Work request A
In the conservation column, write out the passage starting at "It’s time to move" and ending at "technology is here.", substituting "Western forests" for "Western states".
Work request B
Answer these questions about the conservation column:
(i) What heated the writer's house when the writer was very young?
(ii) What share of the greenhouse gas emissions in the state comes from fire in buildings?
(iii) Until what date was the period for written comments on the scoping plan extended?
Work request C
Please carry on the conservation column from its last sentence.

Passage for review
-- Opening Marker --
From the Conservation Chair: Let’s Put out the Fires

by Ellen Cardone Banks, Conservation Chair

At the NYS Climate Action Council scoping hearing in Buffalo, April 27, 2022, I started my comment with this: We have fires in our homes. It’s time to start putting them out.  

Paleontologists suggest that taming fire is what changed our early ancestors into modern humans. Being able to cook led to changes in metabolism that preserved energy for a wider range of activities adaptive to the African savannah environment. Fire kept us warm, scared predators away, and let us stay up late talking about the questions we still ask: Why are we here? Where are we going?  A million years may have passed before these speaking, symbolizing, sometimes-cooperating early humans evolved into the modern humans we presume to call homo sapiens (“wise people”.)  

We have fires in our homes. Most are in metal boxes so we don’t think about them that way until something explodes.  Furnaces, boilers, water heaters, clothes dryers, and stoves.  When I was very young, our house was heated with coal. It was a big event to watch it roll from a truck down a chute to the basement.  My father shoveled it into the furnace every day and then shoveled out the ashes--that’s why my parents called garbage cans “ash cans.” Later we had an oil furnace, which was smelly and a financial burden, as a season’s worth, like coal, had to be purchased at once. Parts of our state still rely on oil heat.  Finally, gas heat became more widely available, and it has been promoted as an improvement, with less visible pollution, but it’s still combustion, releasing climate-damaging and toxic products of combustion. Many of our rural neighbors still have the burden of propane with prices as volatile as the gas itself.  

  It’s time to move on. Our climate crisis is increasingly dire. Western states are burning. A third of the greenhouse gas emissions in our state are from fire in buildings. Fire is making our planet and our people sick: New York State leads the nation in respiratory disease traced to fossil fuel emissions. Childhood asthma robs children of school days and outdoor play and creates work/child care stress for parents. Adult respiratory conditions increase the risk of serious illness and death from COVID-19.  We have solutions—the technology is here.

  The cost of implementing the Climate Leadership and Community Protection is billions less than the cost of business as usual.  The scoping plan proposes three pathways, a concession to the presence of fossil fuel executives and other representatives of the status quo on the Climate Action Council.  Of the three, the third pathway in the scoping plan is the one the Sierra Club and our allies in New York Renews prefer, and it would go a long way toward the goals New York State law requires, but we can do better.  For example, it stops short of ending gas infrastructure in new buildings or phasing out gas-burning heating systems and appliances.  The period for written comments on the scoping plan has been extended to July 1, 2022. scopingplan@nyserda.nygov.
-- Closing Marker --
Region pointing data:
-- Opening Marker --
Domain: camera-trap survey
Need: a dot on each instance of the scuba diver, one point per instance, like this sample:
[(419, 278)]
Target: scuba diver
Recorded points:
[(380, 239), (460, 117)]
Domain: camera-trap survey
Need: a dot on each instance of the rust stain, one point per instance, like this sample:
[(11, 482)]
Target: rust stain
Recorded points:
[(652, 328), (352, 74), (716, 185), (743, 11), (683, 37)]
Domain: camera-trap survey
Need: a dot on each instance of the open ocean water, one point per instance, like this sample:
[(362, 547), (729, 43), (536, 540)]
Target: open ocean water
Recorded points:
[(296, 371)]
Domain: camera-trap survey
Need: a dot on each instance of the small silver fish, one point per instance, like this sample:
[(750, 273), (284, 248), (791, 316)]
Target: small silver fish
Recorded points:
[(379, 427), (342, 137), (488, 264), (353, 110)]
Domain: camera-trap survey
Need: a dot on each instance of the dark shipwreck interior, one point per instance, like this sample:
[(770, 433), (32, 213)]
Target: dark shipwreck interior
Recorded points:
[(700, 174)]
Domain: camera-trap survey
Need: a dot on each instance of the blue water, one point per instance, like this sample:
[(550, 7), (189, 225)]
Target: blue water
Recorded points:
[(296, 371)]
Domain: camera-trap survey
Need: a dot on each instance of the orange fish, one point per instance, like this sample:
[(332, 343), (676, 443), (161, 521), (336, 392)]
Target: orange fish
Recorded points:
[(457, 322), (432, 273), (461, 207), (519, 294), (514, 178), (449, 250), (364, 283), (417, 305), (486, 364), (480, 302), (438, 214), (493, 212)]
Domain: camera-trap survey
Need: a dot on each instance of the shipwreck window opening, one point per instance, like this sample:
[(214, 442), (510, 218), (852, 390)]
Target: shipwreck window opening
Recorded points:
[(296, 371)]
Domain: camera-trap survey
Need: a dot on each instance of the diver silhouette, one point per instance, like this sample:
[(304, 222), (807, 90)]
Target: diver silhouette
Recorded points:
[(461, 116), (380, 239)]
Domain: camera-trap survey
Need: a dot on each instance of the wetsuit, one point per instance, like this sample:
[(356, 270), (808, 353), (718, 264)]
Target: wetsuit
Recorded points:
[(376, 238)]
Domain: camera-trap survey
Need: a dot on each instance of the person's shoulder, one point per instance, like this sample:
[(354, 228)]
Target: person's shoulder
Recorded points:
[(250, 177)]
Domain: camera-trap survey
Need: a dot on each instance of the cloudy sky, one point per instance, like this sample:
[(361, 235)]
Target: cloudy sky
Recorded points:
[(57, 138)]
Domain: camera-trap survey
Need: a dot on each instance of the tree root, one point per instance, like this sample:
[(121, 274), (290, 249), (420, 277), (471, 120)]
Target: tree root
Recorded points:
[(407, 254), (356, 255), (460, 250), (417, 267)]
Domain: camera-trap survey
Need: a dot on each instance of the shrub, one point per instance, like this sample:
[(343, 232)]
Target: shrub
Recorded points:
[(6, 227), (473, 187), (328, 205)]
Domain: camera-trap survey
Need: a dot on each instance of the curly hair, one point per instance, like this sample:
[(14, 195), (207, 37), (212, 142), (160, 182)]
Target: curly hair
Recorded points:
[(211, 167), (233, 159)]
-- Closing Marker --
Answer section A
It’s time to move on. Our climate crisis is increasingly dire. Western forests are burning. A third of the greenhouse gas emissions in our state are from fire in buildings. Fire is making our planet and our people sick: New York State leads the nation in respiratory disease traced to fossil fuel emissions. Childhood asthma robs children of school days and outdoor play and creates work/child care stress for parents. Adult respiratory conditions increase the risk of serious illness and death from COVID-19.  We have solutions—the technology is here.

Answer section B
(i) Coal.
(ii) A third.
(iii) July 1, 2022.

Answer section C
The State Legislature’s session ended without passing the All Electric Buildings bill that would stop gas infrastructure in new buildings and eventually, over 20 years, phase out gas in existing buildings, replacing gas-burning devices as they age out with electric equipment. No one will be coming to confiscate your furnace!  The corporations that mine, transport and supply gas have been flooding the public with misinformation about the costs of transition to electrification, but actual cost analyses show that construction of gas-free homes is less expensive and the operating costs of geothermal and heat pumps are lower than for fuel-burning heat.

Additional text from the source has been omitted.